Set task:
Extract every line below that contains the word "above", matching case exactly.

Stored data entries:
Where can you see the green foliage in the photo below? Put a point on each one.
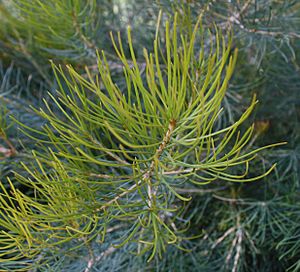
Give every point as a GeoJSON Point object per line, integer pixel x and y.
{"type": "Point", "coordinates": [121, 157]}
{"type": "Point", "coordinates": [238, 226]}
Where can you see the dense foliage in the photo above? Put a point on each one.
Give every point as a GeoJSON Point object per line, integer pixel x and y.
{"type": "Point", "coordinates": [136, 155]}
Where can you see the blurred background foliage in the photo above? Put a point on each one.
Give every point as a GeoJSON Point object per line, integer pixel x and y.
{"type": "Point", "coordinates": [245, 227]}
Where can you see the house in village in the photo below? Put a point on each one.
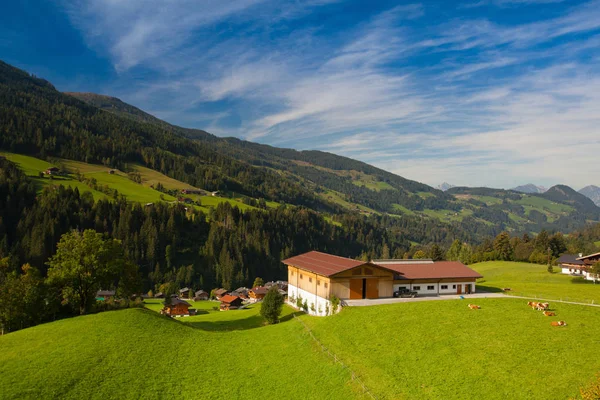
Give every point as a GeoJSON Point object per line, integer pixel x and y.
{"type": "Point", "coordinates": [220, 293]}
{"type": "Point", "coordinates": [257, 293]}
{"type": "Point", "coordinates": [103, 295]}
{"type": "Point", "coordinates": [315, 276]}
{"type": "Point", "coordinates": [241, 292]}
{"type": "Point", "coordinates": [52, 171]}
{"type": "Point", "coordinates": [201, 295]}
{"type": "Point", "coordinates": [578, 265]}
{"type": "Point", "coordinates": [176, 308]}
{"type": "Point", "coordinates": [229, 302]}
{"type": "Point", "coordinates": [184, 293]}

---

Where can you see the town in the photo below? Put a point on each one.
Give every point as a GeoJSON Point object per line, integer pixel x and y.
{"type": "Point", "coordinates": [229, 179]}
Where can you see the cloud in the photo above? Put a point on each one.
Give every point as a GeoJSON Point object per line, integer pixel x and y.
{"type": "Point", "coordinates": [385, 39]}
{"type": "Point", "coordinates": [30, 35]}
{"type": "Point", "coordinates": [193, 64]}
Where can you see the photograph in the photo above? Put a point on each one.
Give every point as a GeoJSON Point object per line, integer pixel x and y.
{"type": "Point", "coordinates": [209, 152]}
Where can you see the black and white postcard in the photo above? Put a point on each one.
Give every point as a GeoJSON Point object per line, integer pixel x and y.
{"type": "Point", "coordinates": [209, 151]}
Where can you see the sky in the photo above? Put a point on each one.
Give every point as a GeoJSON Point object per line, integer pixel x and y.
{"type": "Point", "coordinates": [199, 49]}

Solution to this task:
Where can you see the dense foliage in the photo above? Put a point on each one.
Where can you see the blurred background foliage in the photo above? Put a point on each one.
Where can you see the cloud in the photo above? Put a point on each one.
Where can you see the photograph in the photo above? Put a point on each one.
Where can you see the black and white postcard in the photo above? Put a point on each one.
Where can you see the sky in the photo above? Put a point on each one.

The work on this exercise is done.